▶ **What the task asks**: Transcribe every record exactly as it appears.
==== Input material ====
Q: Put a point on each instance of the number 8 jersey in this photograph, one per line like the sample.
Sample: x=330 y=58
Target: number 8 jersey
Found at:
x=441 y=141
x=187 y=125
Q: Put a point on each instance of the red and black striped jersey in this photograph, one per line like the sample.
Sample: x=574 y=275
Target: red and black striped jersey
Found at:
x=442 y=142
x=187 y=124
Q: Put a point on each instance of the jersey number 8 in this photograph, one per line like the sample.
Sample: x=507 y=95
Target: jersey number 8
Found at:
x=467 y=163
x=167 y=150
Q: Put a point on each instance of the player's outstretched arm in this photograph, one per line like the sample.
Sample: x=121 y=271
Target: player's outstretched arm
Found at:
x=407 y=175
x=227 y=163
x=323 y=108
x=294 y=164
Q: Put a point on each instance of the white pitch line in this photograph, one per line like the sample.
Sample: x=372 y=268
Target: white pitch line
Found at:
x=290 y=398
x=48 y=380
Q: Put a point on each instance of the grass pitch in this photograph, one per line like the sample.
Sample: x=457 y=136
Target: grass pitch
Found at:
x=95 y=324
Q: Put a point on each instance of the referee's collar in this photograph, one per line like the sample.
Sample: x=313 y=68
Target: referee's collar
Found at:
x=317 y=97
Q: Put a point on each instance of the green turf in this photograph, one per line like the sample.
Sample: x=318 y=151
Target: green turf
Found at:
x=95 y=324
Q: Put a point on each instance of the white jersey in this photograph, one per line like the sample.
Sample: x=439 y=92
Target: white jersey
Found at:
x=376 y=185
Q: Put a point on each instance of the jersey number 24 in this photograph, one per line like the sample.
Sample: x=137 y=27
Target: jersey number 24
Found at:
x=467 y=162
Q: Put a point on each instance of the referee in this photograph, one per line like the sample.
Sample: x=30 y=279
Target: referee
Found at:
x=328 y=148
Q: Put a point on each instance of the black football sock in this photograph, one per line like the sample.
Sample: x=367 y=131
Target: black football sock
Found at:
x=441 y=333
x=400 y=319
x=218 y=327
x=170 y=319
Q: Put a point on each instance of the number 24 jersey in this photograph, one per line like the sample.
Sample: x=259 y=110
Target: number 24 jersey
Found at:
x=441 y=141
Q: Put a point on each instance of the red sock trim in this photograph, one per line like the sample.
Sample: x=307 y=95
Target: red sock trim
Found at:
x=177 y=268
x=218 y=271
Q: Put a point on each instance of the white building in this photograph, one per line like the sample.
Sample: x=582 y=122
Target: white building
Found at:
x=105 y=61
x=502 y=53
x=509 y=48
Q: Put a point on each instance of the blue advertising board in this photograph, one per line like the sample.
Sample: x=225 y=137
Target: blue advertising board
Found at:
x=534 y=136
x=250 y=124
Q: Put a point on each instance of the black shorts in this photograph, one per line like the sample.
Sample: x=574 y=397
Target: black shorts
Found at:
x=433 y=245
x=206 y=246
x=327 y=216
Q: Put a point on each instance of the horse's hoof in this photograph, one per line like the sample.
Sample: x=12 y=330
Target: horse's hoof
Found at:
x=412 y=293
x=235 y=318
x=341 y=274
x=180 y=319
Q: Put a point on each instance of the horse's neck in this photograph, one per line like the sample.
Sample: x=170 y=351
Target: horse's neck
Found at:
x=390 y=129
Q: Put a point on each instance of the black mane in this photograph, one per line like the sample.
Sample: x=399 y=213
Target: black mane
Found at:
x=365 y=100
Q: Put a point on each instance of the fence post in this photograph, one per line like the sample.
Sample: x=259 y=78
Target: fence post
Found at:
====
▶ **Task response**:
Q: Put a point on each instance of the number 8 jersey in this photograph, one per line like the sample.
Sample: x=330 y=58
Target: number 8 jersey
Found at:
x=441 y=141
x=187 y=125
Q: Put a point on each instance of the red and black striped jersey in this photograph, one per line like the sample.
Sample: x=574 y=275
Target: red and black striped jersey
Found at:
x=442 y=142
x=187 y=124
Q: Put a point on each instance of the jersey number 8 in this photograph, one per line like the sample.
Sample: x=507 y=95
Target: jersey number 8
Found at:
x=467 y=163
x=167 y=150
Q: Put a point on each instance of the player's outstretched arm in this photograph, one per line like the sample.
Sample: x=121 y=271
Target: player's outstretched arm
Found at:
x=407 y=175
x=227 y=163
x=323 y=108
x=294 y=164
Q: Put a point on each instance of the white pitch line in this photograph, one per line like the sample.
Sample: x=372 y=268
Target: white pitch line
Found at:
x=290 y=398
x=48 y=380
Q: Put a point on each instance of the grass pitch in this photograph, one per line like the sample.
Sample: x=457 y=136
Target: grass pitch
Found at:
x=95 y=324
Q: Put a point on each instance of the referee's collar in this photograph, one per line like the sample.
Sample: x=313 y=68
Target: referee's collar
Found at:
x=317 y=97
Q: Put a point on each instance of the green turf in this photograph, one per line like the sample.
Sample: x=318 y=151
Target: green turf
Found at:
x=95 y=324
Q: Put a point on each instance of the white jersey in this photograph, one per line like the sample.
Sample: x=439 y=92
Target: white jersey
Found at:
x=376 y=185
Q: Put a point on each instance of the jersey number 24 in this photograph, one per line like the sample.
Sample: x=137 y=27
Target: jersey number 24
Found at:
x=467 y=162
Q: Put a point on each instance of the referee in this photograph, one per line like the sample.
Sample: x=30 y=279
Target: referee
Found at:
x=328 y=148
Q: Put a point on each instance of the black football sock in this photograph, one per line like the sample.
Sample: x=367 y=131
Target: black football sock
Found at:
x=441 y=333
x=400 y=319
x=218 y=327
x=170 y=319
Q: Put a point on each instance of the number 24 jersey in this photograph, one per line like the sample.
Sample: x=259 y=110
Target: number 24 jersey
Found at:
x=441 y=141
Q: Put a point on each instance of the red sock trim in this photograph, one per line like the sample.
Sample: x=307 y=95
Target: red sock trim
Found at:
x=177 y=268
x=218 y=271
Q: Put a point on each instance of the white building in this photograph, one per line like the sample.
Sample: x=582 y=122
Target: white building
Found at:
x=105 y=61
x=502 y=53
x=509 y=48
Q: Put a point on each instance of the blue advertising board in this photograph, one per line like the sample.
Sample: x=225 y=137
Target: blue advertising board
Found at:
x=534 y=136
x=250 y=124
Q: Put a point on each instance of the black shorts in this photograph, one per line like the sample.
Sample: x=574 y=397
Target: black shorts
Found at:
x=433 y=245
x=206 y=246
x=327 y=216
Q: Put a point on each instance of the horse's hoof in this photograph, one per line like the sample.
Sample: x=12 y=330
Target: horse's hoof
Found at:
x=412 y=293
x=235 y=318
x=341 y=274
x=180 y=319
Q: Put a point on each instance of the horse's neck in this photograph, one per line like the sample.
Sample: x=170 y=351
Target: horse's neck
Found at:
x=390 y=129
Q: Put a point on each instance of the black mane in this photograph, one per line like the sample.
Sample: x=399 y=213
Target: black mane
Found at:
x=365 y=100
Q: Put a point on each instance of the fence post in this photograph, one per line like the sample.
Sample: x=259 y=78
Target: fence post
Found at:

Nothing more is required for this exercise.